**WORK TASK**
For the word "table", find each line in the entries where it occurs and copy that line.

▶

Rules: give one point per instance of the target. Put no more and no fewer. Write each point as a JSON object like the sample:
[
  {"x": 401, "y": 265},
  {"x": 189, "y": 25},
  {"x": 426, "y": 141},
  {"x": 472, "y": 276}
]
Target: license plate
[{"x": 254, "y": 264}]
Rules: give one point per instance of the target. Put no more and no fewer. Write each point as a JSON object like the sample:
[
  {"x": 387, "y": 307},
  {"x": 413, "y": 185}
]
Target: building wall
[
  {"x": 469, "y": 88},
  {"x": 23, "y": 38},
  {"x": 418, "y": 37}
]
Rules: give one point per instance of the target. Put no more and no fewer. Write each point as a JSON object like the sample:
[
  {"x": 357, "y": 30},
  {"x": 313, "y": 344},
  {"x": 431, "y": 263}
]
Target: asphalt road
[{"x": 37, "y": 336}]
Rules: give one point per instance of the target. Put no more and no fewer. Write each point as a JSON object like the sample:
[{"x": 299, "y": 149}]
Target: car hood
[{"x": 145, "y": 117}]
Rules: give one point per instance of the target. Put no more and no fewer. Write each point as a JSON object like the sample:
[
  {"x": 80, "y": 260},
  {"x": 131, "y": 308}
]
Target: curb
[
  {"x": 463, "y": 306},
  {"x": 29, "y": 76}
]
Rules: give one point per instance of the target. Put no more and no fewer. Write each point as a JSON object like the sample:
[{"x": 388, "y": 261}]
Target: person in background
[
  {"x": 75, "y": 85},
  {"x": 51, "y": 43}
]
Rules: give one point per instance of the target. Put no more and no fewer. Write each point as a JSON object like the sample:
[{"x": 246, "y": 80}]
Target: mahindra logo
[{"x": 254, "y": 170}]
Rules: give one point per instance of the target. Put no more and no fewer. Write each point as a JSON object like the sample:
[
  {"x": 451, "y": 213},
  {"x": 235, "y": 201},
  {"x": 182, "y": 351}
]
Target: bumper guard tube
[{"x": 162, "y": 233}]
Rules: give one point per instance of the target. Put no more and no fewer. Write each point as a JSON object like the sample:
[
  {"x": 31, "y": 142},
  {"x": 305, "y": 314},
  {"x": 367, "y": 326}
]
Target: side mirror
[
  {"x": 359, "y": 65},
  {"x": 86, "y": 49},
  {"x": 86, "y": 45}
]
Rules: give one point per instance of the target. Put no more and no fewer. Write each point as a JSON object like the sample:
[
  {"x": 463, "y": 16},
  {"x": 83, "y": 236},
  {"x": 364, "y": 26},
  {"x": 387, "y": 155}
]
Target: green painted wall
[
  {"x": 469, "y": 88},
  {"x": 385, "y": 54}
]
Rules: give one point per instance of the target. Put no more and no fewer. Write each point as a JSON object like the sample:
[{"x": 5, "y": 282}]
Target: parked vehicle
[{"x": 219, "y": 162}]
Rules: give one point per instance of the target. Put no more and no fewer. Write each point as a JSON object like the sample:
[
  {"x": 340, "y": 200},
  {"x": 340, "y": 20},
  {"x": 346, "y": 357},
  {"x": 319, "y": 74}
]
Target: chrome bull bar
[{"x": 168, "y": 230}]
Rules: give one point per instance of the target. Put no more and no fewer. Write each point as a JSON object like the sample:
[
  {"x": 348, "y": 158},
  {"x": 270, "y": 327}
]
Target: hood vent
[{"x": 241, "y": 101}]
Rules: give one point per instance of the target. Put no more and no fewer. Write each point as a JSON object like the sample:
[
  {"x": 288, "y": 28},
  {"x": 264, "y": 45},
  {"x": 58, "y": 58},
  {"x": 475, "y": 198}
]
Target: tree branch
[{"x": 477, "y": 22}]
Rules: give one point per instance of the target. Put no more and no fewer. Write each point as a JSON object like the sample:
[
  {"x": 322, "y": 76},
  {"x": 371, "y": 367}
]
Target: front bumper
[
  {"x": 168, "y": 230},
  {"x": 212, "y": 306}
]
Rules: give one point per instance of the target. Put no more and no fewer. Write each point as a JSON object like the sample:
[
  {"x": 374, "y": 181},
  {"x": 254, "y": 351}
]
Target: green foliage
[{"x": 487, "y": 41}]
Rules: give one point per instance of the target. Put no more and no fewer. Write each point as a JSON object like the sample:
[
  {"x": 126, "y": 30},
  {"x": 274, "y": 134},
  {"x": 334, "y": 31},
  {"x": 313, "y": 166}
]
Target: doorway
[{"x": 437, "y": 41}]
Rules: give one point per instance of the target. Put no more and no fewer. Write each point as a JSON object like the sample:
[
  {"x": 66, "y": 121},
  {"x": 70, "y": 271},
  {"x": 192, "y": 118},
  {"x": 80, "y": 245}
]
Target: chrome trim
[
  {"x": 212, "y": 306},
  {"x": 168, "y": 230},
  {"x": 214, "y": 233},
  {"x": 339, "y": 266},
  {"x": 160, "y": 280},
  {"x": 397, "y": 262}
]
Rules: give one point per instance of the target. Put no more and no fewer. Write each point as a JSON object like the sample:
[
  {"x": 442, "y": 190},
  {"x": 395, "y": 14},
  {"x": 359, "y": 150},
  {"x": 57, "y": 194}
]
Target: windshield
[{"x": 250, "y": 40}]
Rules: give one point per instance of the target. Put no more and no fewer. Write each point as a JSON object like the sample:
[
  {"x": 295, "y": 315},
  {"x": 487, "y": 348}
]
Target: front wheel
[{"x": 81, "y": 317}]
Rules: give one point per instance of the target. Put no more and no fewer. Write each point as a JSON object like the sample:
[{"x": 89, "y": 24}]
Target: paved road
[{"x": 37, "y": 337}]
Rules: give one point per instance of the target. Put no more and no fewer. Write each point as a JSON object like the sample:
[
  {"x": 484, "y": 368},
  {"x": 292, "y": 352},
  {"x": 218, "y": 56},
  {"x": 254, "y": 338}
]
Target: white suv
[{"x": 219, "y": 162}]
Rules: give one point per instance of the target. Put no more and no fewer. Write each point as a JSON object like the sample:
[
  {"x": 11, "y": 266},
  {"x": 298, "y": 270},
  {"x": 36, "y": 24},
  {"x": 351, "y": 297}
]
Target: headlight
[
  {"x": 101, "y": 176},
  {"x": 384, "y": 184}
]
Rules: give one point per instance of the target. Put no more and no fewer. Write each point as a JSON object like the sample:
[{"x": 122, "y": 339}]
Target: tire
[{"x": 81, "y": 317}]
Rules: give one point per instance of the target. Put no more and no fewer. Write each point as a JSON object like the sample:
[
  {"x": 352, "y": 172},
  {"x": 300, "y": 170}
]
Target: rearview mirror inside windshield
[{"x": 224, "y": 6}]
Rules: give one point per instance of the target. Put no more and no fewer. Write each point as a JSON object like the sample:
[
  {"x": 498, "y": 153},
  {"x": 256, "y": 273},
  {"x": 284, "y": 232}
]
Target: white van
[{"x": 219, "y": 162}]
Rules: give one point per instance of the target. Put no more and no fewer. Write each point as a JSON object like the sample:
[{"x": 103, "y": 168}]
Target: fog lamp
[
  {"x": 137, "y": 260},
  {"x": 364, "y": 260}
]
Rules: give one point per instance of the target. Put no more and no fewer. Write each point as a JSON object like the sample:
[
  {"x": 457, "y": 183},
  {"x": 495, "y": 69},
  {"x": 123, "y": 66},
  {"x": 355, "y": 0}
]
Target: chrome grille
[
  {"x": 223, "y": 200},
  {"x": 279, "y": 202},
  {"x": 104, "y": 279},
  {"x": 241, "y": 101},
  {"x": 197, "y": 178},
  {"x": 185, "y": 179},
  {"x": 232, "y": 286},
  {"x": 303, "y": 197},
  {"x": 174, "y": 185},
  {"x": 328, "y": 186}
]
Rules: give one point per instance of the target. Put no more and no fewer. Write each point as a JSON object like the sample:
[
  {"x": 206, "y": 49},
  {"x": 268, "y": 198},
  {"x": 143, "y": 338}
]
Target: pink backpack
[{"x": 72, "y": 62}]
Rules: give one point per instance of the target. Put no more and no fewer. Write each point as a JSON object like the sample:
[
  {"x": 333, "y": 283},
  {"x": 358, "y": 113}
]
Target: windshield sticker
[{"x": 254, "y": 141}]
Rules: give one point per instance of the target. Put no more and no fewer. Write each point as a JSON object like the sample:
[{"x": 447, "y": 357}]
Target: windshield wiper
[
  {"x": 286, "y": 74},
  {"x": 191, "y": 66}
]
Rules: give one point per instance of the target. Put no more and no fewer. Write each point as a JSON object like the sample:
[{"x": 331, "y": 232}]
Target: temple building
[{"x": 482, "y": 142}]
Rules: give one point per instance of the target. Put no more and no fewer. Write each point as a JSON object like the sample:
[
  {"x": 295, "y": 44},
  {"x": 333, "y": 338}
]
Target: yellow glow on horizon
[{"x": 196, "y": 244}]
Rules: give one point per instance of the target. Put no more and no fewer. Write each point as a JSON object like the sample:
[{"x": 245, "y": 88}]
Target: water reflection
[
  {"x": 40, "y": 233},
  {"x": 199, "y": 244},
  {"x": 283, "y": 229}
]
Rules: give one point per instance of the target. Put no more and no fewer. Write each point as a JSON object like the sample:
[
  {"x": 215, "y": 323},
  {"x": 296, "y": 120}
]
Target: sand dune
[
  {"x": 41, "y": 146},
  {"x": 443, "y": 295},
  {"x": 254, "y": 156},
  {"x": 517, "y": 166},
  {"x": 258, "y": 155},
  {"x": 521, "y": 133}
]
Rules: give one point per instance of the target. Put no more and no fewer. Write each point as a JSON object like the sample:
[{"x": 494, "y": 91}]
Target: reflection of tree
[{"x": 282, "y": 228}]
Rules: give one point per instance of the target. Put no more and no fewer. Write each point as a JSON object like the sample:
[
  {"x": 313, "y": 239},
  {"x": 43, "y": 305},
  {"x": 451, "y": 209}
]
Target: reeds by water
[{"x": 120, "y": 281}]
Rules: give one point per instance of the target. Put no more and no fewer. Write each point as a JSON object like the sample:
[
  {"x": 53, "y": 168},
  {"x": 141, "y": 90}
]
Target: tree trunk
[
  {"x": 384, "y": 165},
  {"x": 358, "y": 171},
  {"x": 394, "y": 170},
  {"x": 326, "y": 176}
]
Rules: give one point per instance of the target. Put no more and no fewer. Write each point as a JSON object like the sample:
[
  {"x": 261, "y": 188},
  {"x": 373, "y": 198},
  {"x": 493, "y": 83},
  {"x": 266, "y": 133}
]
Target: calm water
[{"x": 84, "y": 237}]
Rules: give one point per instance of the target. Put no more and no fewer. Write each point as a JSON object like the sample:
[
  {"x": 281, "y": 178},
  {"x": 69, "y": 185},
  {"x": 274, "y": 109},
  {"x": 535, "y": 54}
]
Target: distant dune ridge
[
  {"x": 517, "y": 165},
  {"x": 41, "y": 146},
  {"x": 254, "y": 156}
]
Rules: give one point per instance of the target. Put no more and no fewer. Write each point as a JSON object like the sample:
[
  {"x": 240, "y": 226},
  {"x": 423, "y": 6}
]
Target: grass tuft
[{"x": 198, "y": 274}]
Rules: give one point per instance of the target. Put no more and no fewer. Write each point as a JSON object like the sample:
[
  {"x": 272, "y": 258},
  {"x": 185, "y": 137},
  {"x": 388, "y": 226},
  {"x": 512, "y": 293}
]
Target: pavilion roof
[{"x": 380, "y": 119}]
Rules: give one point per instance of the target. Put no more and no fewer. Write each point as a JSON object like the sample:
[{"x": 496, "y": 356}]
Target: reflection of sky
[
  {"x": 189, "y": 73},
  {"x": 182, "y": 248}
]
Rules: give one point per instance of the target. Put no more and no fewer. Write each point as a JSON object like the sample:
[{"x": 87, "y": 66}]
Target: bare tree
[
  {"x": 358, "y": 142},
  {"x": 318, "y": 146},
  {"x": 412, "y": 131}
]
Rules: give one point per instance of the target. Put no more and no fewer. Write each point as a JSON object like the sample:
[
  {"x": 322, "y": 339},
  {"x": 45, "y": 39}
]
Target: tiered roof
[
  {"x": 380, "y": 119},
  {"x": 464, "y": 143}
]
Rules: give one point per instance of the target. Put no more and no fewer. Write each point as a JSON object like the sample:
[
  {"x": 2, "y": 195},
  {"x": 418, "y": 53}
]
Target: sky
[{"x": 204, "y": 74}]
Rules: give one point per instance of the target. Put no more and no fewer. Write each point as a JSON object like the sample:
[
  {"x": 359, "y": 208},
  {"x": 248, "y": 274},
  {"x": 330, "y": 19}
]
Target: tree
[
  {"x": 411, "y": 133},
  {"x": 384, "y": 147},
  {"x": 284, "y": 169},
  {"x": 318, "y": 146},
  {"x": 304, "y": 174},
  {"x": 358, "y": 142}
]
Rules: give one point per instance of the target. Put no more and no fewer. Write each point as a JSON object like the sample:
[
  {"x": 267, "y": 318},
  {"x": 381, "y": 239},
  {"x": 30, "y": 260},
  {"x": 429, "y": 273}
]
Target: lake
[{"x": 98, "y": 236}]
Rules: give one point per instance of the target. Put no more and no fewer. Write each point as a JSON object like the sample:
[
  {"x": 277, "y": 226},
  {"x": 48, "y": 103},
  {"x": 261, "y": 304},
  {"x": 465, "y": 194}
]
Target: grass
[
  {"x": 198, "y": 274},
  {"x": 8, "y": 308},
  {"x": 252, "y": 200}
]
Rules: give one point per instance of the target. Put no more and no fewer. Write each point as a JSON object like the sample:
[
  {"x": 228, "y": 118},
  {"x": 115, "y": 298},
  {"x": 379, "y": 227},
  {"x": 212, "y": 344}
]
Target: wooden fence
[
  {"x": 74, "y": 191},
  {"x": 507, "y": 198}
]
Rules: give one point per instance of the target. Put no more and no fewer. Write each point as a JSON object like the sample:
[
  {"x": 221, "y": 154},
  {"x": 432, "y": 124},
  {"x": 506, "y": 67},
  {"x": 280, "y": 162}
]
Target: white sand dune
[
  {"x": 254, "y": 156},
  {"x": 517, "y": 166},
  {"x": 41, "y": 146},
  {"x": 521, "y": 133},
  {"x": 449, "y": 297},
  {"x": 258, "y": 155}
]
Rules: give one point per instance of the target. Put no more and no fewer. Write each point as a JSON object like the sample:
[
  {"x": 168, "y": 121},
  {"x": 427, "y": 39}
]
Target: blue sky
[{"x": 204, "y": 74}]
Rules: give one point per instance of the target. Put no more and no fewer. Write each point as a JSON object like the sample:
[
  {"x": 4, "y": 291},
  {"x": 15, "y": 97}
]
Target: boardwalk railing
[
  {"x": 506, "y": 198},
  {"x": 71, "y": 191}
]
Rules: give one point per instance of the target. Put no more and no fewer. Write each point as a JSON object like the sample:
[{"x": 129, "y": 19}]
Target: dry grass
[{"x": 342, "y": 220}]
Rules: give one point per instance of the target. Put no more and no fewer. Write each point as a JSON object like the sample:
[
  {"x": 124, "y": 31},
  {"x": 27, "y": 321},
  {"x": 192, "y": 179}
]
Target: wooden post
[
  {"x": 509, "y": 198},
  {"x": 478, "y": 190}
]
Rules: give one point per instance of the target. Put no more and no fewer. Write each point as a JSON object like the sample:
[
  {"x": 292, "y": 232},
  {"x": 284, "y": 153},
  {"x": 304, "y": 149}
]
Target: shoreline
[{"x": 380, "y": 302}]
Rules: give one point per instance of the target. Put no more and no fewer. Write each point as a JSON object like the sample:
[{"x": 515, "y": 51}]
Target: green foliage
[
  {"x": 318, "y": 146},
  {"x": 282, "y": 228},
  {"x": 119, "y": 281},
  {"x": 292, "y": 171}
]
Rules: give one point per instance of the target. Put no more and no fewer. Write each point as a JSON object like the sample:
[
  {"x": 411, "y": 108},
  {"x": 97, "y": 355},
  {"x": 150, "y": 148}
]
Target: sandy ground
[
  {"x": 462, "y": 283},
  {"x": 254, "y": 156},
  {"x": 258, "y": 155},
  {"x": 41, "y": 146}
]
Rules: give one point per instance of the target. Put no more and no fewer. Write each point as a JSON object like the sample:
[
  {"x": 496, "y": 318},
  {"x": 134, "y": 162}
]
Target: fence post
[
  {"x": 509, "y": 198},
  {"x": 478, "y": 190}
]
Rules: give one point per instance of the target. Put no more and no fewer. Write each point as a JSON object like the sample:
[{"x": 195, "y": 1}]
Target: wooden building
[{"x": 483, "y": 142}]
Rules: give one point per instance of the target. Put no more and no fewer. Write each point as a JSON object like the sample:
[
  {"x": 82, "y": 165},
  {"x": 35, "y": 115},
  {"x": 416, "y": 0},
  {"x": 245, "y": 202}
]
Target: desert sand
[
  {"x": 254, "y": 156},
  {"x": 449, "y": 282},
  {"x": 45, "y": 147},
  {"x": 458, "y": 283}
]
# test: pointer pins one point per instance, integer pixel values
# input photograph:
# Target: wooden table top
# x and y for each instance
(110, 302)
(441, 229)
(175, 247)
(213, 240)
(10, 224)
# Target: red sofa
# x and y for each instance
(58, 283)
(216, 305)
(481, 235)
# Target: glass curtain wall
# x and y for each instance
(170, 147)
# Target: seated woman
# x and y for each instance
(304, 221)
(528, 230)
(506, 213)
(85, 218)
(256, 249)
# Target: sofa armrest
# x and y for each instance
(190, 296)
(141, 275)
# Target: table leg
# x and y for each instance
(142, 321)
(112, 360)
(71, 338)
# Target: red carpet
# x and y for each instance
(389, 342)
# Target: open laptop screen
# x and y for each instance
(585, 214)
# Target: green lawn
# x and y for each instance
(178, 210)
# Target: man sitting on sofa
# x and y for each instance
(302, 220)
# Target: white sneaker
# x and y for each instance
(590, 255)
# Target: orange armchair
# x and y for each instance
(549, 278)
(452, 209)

◀

**YOUR SOLUTION**
# Target: wooden table top
# Target: table leg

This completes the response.